--- begin PROVIDED DATA ---

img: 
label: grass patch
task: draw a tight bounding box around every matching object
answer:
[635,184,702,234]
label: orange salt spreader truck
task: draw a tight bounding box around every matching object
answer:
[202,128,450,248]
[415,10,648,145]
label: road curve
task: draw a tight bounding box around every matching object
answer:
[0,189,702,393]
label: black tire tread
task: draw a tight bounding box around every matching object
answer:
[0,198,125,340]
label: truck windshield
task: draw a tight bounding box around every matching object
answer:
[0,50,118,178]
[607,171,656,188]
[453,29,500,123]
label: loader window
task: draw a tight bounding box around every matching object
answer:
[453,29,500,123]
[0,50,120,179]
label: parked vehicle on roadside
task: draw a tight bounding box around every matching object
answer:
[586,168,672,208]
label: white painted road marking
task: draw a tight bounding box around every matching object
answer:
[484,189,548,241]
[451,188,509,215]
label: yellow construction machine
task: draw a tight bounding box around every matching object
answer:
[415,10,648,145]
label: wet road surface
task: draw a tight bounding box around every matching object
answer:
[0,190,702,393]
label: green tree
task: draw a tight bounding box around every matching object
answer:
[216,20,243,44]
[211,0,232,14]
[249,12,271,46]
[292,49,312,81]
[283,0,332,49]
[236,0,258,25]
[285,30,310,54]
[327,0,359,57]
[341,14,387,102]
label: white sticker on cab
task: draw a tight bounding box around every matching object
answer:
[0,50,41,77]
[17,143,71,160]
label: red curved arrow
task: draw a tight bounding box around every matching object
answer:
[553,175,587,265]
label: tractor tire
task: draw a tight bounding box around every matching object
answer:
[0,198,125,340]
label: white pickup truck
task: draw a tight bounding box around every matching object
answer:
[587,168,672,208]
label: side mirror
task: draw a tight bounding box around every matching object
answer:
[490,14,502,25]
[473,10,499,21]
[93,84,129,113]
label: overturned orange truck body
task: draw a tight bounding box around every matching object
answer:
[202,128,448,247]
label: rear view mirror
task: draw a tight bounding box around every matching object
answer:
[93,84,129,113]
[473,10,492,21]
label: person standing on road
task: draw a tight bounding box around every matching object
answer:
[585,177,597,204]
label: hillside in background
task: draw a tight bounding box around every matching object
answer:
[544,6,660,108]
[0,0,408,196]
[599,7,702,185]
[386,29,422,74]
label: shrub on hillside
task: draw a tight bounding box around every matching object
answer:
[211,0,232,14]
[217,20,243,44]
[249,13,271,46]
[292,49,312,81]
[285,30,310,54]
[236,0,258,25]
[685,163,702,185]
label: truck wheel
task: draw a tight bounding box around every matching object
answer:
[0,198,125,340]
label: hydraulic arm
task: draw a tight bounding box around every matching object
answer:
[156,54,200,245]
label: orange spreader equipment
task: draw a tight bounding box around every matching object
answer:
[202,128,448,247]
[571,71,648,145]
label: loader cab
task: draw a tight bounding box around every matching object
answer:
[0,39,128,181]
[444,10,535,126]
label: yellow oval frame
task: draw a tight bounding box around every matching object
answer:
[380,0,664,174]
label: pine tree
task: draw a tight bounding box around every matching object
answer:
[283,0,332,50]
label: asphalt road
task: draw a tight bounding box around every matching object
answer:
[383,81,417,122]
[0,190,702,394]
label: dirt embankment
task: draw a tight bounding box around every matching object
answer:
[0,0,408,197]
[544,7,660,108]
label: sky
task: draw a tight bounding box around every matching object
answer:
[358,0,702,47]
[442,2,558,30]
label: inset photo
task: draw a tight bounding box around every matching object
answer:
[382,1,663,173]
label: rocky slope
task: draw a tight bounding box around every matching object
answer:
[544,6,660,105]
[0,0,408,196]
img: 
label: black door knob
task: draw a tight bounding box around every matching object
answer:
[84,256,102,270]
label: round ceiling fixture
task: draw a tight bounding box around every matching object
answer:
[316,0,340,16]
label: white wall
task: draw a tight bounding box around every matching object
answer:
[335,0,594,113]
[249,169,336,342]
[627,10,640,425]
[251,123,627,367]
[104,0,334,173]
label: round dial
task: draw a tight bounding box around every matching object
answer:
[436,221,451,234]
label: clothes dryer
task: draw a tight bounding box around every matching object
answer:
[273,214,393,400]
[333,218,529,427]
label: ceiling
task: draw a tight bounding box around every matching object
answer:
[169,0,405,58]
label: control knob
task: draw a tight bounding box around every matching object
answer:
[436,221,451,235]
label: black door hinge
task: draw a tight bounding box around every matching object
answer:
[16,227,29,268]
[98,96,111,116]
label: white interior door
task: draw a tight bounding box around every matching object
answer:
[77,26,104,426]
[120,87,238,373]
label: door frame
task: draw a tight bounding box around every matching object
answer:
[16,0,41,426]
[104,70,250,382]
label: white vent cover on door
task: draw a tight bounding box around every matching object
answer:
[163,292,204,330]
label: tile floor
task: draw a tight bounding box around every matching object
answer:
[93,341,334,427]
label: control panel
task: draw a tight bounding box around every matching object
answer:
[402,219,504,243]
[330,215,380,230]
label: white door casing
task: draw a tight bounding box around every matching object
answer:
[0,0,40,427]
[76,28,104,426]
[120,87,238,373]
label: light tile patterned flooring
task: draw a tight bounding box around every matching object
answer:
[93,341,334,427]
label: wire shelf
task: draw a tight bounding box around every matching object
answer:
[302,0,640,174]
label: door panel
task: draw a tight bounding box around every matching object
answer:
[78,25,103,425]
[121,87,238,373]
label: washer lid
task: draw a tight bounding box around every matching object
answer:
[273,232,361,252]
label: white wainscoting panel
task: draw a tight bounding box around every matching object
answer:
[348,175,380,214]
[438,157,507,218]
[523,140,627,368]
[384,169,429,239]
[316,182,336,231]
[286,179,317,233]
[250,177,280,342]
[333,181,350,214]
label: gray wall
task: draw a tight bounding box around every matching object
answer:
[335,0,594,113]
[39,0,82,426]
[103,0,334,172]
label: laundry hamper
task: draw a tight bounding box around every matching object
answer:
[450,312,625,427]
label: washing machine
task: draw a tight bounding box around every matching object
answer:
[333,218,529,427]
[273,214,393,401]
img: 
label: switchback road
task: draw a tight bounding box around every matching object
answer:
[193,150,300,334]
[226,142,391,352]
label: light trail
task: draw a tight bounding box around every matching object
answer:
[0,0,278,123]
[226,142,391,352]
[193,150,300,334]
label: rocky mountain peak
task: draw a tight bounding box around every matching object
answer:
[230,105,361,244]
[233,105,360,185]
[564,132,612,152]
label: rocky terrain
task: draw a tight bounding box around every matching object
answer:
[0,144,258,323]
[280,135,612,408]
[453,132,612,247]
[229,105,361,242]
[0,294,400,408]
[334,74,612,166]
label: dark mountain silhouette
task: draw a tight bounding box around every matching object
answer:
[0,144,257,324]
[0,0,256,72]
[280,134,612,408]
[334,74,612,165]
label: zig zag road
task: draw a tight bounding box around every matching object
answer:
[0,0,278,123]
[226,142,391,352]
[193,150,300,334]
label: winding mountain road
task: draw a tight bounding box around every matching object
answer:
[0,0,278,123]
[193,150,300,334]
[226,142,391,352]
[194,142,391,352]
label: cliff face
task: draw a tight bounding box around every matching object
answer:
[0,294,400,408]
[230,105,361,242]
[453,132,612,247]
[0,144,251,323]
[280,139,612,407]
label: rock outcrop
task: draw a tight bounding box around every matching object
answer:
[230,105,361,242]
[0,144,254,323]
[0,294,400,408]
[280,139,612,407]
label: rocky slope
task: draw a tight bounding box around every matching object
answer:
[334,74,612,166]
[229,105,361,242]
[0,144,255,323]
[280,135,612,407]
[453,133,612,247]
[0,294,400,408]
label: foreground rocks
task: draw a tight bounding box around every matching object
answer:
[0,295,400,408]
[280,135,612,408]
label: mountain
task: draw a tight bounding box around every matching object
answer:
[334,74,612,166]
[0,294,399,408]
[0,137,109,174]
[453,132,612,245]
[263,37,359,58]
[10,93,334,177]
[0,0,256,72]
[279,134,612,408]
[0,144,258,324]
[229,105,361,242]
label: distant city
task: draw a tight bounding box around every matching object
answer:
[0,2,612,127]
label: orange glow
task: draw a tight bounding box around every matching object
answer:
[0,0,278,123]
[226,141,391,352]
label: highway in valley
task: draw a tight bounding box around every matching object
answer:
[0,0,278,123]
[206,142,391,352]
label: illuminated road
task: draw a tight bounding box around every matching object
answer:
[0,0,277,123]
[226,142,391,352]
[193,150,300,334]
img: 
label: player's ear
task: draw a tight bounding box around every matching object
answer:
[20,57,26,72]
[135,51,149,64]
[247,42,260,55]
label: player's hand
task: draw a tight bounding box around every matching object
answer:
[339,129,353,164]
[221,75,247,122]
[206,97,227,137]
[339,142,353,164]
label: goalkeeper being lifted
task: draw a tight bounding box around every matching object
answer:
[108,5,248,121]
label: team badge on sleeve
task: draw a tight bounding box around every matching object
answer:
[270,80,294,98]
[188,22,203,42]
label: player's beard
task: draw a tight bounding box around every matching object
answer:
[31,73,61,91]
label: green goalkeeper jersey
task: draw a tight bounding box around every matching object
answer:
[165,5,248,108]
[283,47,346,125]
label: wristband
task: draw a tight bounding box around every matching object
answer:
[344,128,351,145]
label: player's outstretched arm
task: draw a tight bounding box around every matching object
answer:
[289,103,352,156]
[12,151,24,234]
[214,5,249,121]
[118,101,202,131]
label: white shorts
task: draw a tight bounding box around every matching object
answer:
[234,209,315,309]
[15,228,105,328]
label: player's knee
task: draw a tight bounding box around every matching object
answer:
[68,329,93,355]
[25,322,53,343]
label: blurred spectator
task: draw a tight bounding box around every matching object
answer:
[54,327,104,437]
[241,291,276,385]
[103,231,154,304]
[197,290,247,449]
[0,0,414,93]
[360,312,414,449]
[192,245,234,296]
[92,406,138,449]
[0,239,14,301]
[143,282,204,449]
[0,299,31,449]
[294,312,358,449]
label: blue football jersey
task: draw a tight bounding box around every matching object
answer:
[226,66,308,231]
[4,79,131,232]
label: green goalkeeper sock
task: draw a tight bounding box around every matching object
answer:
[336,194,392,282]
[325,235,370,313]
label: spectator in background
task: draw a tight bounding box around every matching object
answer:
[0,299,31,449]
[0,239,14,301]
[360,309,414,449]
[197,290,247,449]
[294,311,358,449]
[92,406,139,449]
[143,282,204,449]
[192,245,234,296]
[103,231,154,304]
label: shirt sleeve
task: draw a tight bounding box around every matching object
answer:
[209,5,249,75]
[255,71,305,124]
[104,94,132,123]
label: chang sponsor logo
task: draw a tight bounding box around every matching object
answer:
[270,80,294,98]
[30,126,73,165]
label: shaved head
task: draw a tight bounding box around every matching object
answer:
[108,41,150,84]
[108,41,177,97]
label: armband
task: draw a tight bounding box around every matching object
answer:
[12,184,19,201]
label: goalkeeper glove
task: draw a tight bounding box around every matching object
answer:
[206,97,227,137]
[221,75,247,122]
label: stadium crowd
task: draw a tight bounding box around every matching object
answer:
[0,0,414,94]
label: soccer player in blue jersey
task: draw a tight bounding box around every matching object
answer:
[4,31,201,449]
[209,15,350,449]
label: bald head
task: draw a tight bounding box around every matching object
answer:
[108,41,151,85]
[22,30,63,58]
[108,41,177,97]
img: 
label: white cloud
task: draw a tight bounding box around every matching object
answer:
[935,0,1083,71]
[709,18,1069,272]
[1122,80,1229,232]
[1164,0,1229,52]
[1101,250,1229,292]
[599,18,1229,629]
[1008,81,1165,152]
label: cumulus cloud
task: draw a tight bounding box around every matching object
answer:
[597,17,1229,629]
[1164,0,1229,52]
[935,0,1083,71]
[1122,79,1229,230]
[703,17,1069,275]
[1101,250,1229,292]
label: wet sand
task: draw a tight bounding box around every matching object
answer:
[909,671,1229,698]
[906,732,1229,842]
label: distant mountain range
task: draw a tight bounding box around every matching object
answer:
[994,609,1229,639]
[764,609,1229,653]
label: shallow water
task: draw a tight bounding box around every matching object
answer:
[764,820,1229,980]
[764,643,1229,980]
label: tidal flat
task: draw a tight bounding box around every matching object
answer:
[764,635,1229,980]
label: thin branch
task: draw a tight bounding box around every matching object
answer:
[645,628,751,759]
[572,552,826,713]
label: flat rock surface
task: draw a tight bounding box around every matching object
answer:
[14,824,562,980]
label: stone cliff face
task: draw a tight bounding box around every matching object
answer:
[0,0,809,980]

--- end PROVIDED DATA ---

Copy the stretch of the listing from the line that contains "label: inset photo" through the line that contains "[163,292,204,330]", both included, character for character.

- **TASK SOLUTION**
label: inset photo
task: draw a tight bounding box around every matching object
answer:
[382,1,663,173]
label: rocky slope
task: draw a tight bounding box around every matching object
answer:
[544,6,660,105]
[0,0,408,196]
img: 
label: black door knob
task: draw a tight bounding box around every matching object
answer:
[84,256,102,270]
label: round ceiling fixture
task: draw a tight bounding box around every matching object
answer:
[316,0,340,16]
label: white wall
task: draw a tight bounding box around every matching object
answer:
[335,0,594,113]
[249,169,336,342]
[627,10,640,425]
[251,123,627,367]
[104,0,334,173]
label: round dial
task: draw a tight bounding box around every matching object
answer:
[436,221,451,234]
label: clothes dryer
task: draw a tight bounding box around every matching object
answer:
[273,214,393,400]
[333,218,529,427]
label: ceiling
task: draw a tight bounding box around every matching object
answer:
[169,0,405,58]
label: control knob
task: draw a tight bounding box around every matching object
answer:
[436,221,451,235]
label: black door hinge
task: draw a tight bounding box around every matching object
answer:
[16,227,29,268]
[98,96,111,116]
label: white interior door
task: draw a tight bounding box around every matching object
answer:
[77,26,104,426]
[120,87,238,373]
label: door frame
task: draw a tight bounding box around every matching object
answer:
[16,0,41,426]
[104,70,250,382]
label: white vent cover on door
task: draw a tight bounding box around every matching object
answer:
[163,292,204,330]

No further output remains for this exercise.